_Natural language region descriptions:_
==========
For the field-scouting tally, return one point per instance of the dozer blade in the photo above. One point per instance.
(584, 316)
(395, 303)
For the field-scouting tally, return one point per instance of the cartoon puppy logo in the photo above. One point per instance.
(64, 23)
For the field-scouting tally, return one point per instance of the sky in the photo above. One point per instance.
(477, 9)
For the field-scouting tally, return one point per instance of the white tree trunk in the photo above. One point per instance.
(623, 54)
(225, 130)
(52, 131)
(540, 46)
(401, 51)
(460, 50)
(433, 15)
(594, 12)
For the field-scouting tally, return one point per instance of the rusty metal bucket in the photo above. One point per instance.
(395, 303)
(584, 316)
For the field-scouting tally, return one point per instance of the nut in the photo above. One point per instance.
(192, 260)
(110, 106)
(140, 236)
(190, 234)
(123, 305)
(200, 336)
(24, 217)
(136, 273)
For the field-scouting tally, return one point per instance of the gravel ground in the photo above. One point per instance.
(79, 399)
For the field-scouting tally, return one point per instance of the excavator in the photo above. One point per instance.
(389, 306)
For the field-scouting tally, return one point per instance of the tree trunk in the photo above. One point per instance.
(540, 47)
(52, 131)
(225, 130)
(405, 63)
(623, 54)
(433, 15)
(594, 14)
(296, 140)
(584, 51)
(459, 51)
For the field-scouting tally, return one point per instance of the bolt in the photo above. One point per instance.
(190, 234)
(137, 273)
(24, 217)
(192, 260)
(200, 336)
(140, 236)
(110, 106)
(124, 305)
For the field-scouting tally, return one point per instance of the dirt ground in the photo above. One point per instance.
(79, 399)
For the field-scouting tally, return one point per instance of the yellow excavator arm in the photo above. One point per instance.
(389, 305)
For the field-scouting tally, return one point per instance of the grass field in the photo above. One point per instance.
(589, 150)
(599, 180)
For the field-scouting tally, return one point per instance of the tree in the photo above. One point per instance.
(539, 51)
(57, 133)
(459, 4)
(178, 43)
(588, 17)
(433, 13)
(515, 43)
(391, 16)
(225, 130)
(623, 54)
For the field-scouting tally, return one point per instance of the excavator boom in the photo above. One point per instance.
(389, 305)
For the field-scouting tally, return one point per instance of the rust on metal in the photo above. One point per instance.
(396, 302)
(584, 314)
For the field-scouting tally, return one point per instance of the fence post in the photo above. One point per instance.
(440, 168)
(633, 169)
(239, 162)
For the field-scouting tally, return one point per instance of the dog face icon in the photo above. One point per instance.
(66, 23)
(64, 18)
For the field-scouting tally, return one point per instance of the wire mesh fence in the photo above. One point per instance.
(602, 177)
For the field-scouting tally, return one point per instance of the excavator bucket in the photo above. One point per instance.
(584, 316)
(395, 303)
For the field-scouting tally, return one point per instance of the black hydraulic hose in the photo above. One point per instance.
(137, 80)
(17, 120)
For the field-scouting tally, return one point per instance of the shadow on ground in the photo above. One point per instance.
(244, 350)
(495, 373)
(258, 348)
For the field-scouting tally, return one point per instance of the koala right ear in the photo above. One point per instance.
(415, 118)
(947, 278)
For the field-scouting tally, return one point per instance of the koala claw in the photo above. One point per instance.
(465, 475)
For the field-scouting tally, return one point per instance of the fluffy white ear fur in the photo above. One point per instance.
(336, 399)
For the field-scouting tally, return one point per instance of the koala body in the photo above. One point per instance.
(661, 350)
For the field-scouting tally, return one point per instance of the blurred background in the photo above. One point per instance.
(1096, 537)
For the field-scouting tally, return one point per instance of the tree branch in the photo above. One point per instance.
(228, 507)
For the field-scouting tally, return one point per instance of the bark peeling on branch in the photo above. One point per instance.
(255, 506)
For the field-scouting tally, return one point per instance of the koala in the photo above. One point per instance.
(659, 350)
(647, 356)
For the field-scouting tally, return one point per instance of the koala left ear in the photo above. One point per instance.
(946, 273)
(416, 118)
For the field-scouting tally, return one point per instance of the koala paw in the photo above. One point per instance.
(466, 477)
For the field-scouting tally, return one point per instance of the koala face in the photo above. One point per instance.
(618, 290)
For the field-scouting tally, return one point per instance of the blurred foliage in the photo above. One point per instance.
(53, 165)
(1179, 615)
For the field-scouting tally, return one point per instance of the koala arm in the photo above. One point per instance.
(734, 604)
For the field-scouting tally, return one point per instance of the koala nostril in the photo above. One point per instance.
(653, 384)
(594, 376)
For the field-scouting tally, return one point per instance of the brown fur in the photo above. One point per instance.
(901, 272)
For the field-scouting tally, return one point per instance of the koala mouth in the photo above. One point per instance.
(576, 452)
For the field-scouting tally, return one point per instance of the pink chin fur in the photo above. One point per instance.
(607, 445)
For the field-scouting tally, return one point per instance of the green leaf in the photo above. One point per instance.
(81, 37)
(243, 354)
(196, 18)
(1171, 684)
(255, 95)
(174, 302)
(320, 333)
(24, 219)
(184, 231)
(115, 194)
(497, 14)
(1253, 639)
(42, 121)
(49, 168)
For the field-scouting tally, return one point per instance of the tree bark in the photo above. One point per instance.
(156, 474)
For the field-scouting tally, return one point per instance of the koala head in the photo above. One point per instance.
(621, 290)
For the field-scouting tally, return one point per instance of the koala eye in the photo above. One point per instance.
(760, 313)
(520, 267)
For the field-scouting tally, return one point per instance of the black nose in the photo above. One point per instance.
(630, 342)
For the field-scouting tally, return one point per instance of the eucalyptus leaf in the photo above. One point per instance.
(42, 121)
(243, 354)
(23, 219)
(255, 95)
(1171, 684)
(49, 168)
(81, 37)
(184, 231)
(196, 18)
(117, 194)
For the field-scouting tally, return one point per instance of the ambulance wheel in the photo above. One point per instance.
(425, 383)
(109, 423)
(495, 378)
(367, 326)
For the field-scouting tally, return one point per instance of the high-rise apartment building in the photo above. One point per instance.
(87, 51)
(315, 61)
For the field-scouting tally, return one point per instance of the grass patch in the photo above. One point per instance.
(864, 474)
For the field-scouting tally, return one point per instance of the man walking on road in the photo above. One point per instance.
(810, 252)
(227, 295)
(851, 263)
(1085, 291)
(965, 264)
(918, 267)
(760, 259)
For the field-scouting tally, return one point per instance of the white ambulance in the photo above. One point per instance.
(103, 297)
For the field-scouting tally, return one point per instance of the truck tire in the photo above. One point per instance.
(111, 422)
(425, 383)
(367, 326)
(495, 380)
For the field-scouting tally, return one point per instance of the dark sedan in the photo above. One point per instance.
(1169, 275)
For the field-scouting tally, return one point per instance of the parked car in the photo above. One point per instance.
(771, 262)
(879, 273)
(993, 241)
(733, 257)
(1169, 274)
==========
_WHAT IS BEING ASKED:_ Could you copy exactly the lines from the one containing "of the dark" through the end of the records above, and nothing more?

_EXPECTED ANSWER:_
For the field-scouting tally, return one point per instance of the dark sedan in the photo above. One point per instance.
(1169, 275)
For the field-scouting tally, return one point per instance of the parked car in the photo above. One point per instance.
(771, 262)
(879, 273)
(993, 241)
(733, 257)
(1169, 274)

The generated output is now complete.